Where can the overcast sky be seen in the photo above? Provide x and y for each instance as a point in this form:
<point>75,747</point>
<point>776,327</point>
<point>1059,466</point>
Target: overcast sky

■ ■ ■ ■ ■

> Exercise
The full set of records above must be retyped exactly.

> Result below
Where can the overcast sky be seen in the photo above? Provide x and y for each instance as a point in this form:
<point>75,747</point>
<point>776,327</point>
<point>1059,466</point>
Target: overcast sky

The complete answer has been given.